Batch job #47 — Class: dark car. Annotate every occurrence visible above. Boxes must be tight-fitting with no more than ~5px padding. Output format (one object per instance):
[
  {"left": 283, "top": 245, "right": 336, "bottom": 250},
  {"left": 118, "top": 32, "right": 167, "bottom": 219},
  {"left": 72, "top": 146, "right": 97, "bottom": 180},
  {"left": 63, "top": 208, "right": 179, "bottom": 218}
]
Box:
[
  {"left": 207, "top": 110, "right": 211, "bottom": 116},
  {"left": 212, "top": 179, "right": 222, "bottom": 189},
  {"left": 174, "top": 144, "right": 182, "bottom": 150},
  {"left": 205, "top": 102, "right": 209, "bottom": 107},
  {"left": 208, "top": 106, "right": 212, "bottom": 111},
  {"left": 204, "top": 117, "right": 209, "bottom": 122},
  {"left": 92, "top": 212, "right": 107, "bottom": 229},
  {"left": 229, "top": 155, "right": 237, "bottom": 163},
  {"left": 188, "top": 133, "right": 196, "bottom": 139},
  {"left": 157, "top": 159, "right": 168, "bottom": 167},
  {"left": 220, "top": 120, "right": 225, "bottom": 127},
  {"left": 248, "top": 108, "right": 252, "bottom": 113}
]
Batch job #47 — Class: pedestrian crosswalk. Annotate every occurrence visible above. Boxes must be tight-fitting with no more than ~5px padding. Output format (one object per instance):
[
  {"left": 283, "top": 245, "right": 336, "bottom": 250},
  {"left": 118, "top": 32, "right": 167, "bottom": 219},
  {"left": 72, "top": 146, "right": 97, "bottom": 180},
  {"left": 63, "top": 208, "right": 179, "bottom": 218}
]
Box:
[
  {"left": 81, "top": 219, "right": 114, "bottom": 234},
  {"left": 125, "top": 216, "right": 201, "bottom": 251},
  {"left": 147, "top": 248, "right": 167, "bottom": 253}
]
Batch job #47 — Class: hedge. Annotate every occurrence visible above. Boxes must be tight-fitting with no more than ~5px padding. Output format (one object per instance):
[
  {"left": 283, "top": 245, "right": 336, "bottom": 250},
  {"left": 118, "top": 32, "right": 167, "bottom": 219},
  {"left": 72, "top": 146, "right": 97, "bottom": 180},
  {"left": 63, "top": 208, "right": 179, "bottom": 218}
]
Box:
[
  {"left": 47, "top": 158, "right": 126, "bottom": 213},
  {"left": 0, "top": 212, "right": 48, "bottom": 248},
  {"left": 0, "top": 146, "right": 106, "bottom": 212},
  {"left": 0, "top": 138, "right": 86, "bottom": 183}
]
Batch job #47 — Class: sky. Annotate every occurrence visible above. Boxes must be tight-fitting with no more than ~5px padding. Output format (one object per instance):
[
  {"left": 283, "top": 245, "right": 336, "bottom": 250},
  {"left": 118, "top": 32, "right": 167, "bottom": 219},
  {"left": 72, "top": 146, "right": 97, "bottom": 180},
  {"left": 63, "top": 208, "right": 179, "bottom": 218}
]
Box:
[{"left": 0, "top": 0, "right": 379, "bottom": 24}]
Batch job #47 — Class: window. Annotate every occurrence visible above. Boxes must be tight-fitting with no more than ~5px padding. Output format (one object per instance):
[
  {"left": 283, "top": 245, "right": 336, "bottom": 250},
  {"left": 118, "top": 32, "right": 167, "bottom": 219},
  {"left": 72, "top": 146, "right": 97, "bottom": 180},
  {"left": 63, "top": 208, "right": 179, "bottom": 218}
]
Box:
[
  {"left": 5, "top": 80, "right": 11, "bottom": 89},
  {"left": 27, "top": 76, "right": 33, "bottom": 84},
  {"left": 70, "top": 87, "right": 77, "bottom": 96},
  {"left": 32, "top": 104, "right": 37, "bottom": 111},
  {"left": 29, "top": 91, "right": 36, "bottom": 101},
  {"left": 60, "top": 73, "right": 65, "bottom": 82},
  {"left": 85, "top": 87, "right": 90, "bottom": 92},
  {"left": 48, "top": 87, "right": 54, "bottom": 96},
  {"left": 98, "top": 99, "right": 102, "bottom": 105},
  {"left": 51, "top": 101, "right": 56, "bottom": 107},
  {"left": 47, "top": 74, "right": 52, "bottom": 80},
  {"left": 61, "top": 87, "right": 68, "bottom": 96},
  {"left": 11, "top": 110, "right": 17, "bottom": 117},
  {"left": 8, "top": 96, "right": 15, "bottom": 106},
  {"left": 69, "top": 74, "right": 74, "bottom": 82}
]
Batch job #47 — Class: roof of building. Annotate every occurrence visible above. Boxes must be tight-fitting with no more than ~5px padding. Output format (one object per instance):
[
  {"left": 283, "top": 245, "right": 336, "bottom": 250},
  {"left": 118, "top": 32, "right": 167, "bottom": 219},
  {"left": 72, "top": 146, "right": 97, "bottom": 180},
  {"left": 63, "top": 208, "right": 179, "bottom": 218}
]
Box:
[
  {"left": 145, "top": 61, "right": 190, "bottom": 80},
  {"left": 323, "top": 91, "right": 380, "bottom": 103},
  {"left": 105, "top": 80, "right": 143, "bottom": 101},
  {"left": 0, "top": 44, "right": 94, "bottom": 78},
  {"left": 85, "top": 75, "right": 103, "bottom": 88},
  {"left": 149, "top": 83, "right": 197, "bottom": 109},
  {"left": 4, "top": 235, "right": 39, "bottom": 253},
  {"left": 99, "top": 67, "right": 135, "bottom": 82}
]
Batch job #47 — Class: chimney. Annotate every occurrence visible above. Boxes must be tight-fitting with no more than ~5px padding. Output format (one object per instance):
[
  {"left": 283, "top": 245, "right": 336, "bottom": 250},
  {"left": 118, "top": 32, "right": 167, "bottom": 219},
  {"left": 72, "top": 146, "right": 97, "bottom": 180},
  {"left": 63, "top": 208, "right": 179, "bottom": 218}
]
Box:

══════════

#### [Activity]
Look at the records above. Copy every line where the string "Batch" occurs.

#### [Task response]
Batch job #47 — Class: dark car. Annotate every occurrence visible above. Boxes must be tight-fitting with no more than ~5px padding. Output format (one object per instance):
Batch job #47 — Class: pedestrian crosswalk. Annotate every occurrence visible above. Boxes must be tight-fitting with no more than ~5px padding. Output format (one object per instance):
Batch job #47 — Class: hedge. Annotate every occurrence visible above. Boxes must be tight-fitting with no more than ~5px padding. Output format (one object per instance):
Batch job #47 — Class: sky. Annotate every occurrence visible above. Boxes must be tight-fitting with no more than ~5px padding. Output format (one object per instance):
Batch job #47 — Class: window. Annotate every occurrence visible above. Boxes must be tight-fitting with no more than ~5px padding. Output format (one object per instance):
Batch job #47 — Class: roof of building. Annotate every occurrence visible above. Boxes must be tight-fitting with no more than ~5px padding. Output format (one object per instance):
Batch job #47 — Class: chimney. Annotate every occurrence visible above. Boxes must be tight-fitting with no more than ~5px padding. Output format (one object per instance):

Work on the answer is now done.